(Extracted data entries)
*** Begin section ***
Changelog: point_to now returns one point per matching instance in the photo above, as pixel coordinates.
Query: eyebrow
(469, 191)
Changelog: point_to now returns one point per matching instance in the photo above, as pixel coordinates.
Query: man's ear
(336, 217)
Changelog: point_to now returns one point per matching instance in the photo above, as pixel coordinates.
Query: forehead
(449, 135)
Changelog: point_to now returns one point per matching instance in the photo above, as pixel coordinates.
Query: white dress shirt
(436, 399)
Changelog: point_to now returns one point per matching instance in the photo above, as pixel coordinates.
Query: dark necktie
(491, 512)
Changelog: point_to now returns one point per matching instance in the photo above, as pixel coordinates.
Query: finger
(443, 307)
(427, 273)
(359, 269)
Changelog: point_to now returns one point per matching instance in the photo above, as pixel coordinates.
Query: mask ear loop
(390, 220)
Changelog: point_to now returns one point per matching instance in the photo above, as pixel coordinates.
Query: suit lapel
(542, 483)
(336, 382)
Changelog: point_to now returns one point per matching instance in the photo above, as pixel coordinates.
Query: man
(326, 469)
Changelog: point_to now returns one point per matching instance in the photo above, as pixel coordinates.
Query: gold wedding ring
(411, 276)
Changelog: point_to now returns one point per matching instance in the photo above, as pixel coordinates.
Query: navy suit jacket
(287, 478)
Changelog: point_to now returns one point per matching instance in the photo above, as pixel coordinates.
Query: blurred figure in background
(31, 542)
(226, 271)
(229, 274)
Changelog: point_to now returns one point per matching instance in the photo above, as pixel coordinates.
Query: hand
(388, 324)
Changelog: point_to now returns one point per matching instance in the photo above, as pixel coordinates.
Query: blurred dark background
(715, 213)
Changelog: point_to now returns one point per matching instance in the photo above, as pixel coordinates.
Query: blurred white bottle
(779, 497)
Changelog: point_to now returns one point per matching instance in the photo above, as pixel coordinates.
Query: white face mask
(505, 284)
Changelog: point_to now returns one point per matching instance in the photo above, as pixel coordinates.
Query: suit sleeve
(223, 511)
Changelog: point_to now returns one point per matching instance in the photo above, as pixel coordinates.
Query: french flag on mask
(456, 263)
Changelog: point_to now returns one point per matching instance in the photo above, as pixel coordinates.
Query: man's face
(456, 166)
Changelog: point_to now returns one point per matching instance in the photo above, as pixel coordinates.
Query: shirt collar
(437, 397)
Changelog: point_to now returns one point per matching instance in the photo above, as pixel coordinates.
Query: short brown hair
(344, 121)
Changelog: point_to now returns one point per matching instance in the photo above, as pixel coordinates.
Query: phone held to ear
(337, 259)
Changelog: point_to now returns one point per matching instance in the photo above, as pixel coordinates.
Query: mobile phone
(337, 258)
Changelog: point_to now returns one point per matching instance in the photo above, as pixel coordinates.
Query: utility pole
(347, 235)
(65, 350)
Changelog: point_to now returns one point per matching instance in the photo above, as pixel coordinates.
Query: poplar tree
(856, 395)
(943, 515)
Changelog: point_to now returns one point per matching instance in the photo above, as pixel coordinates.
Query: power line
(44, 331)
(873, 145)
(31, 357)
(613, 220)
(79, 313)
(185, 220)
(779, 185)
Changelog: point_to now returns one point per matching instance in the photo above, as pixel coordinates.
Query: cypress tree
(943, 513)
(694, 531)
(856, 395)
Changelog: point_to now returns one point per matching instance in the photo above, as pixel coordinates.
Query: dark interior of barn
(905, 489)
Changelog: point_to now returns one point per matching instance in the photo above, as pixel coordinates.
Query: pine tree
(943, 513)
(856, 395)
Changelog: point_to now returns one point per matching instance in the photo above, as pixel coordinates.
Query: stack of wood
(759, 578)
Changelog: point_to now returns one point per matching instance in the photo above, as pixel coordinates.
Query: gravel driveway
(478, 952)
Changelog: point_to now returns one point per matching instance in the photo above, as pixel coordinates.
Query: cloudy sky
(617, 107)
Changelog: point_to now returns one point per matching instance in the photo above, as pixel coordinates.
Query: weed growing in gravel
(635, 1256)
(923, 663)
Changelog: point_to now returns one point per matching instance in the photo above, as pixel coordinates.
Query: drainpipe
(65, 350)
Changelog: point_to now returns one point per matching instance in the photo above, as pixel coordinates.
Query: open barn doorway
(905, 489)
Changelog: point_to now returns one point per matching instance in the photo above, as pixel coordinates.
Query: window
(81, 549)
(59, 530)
*** End section ***
TASK PROMPT –
Repeat every entry exactly, leaving nothing out.

RESPONSE TO THIS TASK –
Changelog: point_to now returns one point per matching instance in the photo above, as pixel coordinates.
Query: eyebrow
(469, 191)
Changelog: point_to now returns one point per matching instance in the photo above, as pixel coordinates.
Query: man's ear
(336, 217)
Changelog: point_to now returns one point per matching instance in the photo above, as pixel coordinates.
Query: forehead
(449, 135)
Changelog: point_to now returns one point per matching instance in the photo above, as pixel coordinates.
Query: white dress shirt
(436, 399)
Changelog: point_to now returns one point per matching instance in the photo above, as pixel coordinates.
Query: dark necktie
(491, 512)
Changelog: point_to now returns one point per matching instance in the photo above, as pixel coordinates.
Query: finger
(443, 307)
(427, 273)
(359, 269)
Changelog: point_to now returns one point per matching instance in the photo above, as pixel coordinates.
Query: mask ear loop
(390, 220)
Changelog: point_to now returns one point per matching instance in the photo above, as pixel coordinates.
Query: suit lapel
(542, 483)
(336, 382)
Changelog: point_to now returns one point per matching instance in the photo above, as pixel coordinates.
Query: man
(326, 469)
Changelog: point_to now returns one point per matching instance in the photo above, as pixel coordinates.
Query: gold wedding ring
(411, 276)
Changelog: point_to now returns one point per matching instance in the photo above, as pixel coordinates.
Query: navy suit jacket
(287, 478)
Changelog: point_to now returns one point per matching instance in the photo above, as pixel coordinates.
Query: blurred figure in background
(31, 542)
(226, 271)
(229, 274)
Changelog: point_to now returns one point per matching instance in the photo above, as pixel coordinates.
Query: hand
(388, 324)
Changelog: point_to now returns one point per matching instance in the photo above, as pixel coordinates.
Query: blurred dark background
(715, 213)
Changelog: point_to now returns one point per matching instance in the photo above, as pixel coordinates.
Query: blurred white bottle
(779, 497)
Changelog: point_to now returns one point per matching instance in the photo above, as pixel coordinates.
Query: white face mask
(505, 284)
Changelog: point_to now returns one point per matching instance in the photo above, as pixel coordinates.
Query: suit sleeve
(223, 511)
Changelog: point_to now returns one point per matching instance in the photo above, as pixel coordinates.
Query: french flag on mask
(456, 263)
Changelog: point_to now returns one point per matching instance in the photo above, as pixel coordinates.
Query: man's face
(456, 166)
Changelog: point_to now returns one point per matching instance in the photo above, as pixel coordinates.
Query: shirt collar
(437, 397)
Changelog: point_to now returns one point per matching instance in the photo above, as pixel coordinates.
Query: short brown hair
(344, 121)
Changelog: point_to now returns one point per matching instance in the photo above, as pixel coordinates.
Query: phone held to ear
(337, 259)
Changelog: point_to now returns one point per matching instance in the photo above, as pixel coordinates.
Query: mobile phone
(337, 258)
Changelog: point_to now returns one point per matching instance in the photo above, as pixel coordinates.
Query: utility pole
(347, 235)
(65, 350)
Changelog: point_to now returns one point per matching instance in the photo above, as pixel coordinates.
Query: poplar tree
(856, 395)
(943, 515)
Changelog: point_to now returns one point per matching instance in the photo above, as pixel coordinates.
Query: power line
(44, 331)
(873, 145)
(31, 357)
(613, 220)
(79, 313)
(185, 220)
(779, 185)
Changelog: point_to now returns one point per matching instance in the photo above, as pixel coordinates.
Query: cypress tree
(943, 513)
(694, 531)
(856, 395)
Changelog: point_to now returns one point per matching instance in the photo above, as pixel coordinates.
Query: dark interior of barn
(905, 489)
Changelog: point_to now returns one point per matching instance in the photo above, as pixel coordinates.
Query: pine tree
(943, 513)
(856, 395)
Changelog: point_to now returns one point per matching instance in the photo above, as pixel coordinates.
Query: stack of wood
(759, 578)
Changelog: point_to now returns one point per matching instance in the photo above, as pixel coordinates.
Query: gravel driveway
(478, 952)
Changelog: point_to now returns one point per matching instance in the photo above, as pixel coordinates.
Query: cloudy sky
(617, 107)
Changelog: point_to now returns one point per matching instance in the photo above, as pixel coordinates.
Query: weed growing in gravel
(635, 1256)
(923, 663)
Changelog: point_to now returns one point per matching instance in the photo above, as pixel coordinates.
Query: drainpipe
(65, 350)
Changelog: point_to now returns one point per matching instance in the photo above, as pixel coordinates.
Query: open barn doorway
(905, 489)
Changelog: point_to now returns one point per matching instance in the photo above, as pixel coordinates.
Query: window
(81, 549)
(59, 530)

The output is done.